▶ **DESCRIPTION OF THE TASK**
Present the stretch of the records from the line containing "else: point(622, 330)." through the line containing "point(196, 191)", both included, as a numbered list with any blank lines left out.

▶ **GIVEN DATA**
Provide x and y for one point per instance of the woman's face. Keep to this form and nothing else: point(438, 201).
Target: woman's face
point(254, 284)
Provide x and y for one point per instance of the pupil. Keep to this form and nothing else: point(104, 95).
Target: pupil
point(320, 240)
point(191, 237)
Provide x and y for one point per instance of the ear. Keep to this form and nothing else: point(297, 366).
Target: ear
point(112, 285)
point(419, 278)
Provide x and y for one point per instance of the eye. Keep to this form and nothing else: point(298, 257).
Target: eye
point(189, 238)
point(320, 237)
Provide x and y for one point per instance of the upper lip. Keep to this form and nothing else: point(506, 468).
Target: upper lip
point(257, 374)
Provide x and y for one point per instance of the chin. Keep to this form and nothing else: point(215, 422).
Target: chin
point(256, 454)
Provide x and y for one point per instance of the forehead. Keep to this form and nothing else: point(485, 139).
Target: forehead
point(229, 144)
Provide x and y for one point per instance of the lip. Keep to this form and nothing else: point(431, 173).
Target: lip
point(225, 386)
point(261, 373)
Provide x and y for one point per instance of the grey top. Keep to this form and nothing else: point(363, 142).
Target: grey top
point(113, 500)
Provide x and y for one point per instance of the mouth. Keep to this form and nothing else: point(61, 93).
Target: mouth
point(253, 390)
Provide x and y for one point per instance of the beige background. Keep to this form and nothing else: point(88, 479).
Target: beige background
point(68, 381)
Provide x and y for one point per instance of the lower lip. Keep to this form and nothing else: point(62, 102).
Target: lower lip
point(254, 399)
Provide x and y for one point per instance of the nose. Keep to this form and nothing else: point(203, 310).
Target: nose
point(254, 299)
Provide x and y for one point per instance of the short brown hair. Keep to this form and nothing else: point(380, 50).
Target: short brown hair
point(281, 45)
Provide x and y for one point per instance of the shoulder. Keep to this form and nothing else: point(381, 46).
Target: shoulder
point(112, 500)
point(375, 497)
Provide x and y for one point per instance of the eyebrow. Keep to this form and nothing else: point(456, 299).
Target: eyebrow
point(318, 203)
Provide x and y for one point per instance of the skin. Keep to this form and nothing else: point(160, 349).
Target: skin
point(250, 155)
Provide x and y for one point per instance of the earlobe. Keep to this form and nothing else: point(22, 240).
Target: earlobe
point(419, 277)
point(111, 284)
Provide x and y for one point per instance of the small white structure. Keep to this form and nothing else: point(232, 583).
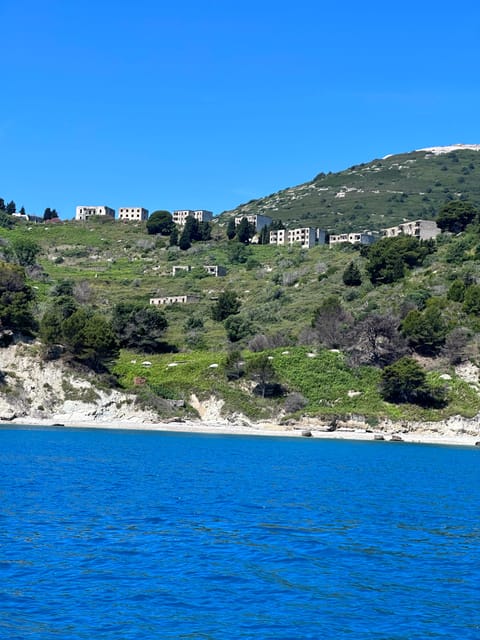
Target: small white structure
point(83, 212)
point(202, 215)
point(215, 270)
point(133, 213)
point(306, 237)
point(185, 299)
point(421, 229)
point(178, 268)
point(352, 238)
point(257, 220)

...

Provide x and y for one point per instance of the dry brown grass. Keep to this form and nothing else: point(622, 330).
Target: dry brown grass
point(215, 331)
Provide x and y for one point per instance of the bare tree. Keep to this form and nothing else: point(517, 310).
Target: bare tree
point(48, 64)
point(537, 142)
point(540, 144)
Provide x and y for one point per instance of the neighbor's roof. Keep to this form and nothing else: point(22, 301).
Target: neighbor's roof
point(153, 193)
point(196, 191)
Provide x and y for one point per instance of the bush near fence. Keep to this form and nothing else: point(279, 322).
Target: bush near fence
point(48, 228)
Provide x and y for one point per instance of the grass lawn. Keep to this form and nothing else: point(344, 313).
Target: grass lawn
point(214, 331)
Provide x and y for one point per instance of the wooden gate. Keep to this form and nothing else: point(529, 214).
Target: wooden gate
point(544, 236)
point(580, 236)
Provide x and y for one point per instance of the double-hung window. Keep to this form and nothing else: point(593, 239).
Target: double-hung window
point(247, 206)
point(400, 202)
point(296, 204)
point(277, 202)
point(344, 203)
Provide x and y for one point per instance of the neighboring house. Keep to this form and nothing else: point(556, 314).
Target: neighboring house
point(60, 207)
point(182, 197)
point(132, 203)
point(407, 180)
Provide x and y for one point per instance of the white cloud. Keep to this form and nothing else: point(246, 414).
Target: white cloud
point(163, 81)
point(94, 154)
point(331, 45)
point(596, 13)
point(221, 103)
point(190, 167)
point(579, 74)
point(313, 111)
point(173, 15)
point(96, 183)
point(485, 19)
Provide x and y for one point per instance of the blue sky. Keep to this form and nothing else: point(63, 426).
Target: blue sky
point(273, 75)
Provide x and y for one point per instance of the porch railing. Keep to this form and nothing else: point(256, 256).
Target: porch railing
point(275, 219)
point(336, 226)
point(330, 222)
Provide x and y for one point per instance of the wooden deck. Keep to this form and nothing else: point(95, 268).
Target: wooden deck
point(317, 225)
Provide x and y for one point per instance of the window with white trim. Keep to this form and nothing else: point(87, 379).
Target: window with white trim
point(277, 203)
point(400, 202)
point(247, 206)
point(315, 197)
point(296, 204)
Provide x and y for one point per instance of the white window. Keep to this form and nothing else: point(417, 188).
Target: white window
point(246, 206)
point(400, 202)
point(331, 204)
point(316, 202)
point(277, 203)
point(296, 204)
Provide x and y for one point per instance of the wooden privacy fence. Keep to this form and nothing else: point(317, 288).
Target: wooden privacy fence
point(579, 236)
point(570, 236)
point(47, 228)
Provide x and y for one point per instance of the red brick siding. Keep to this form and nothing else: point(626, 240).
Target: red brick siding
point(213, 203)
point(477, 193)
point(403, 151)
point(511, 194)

▶ **FINAL RESULT**
1. Provide x and y for one point per instance of the dry brown grass. Keep to this form and nothing else: point(622, 330).
2. Target: dry brown grass
3. point(215, 331)
4. Provide x and y for one point per instance of the bare tree. Keep to this form and nothing else: point(517, 310).
5. Target: bare tree
6. point(48, 64)
7. point(537, 142)
8. point(540, 144)
9. Provide x and y for one point per instance of the neighbor's roof. Keep to this form and nothing else: point(22, 301).
10. Target: neighbor's roof
11. point(153, 193)
12. point(196, 191)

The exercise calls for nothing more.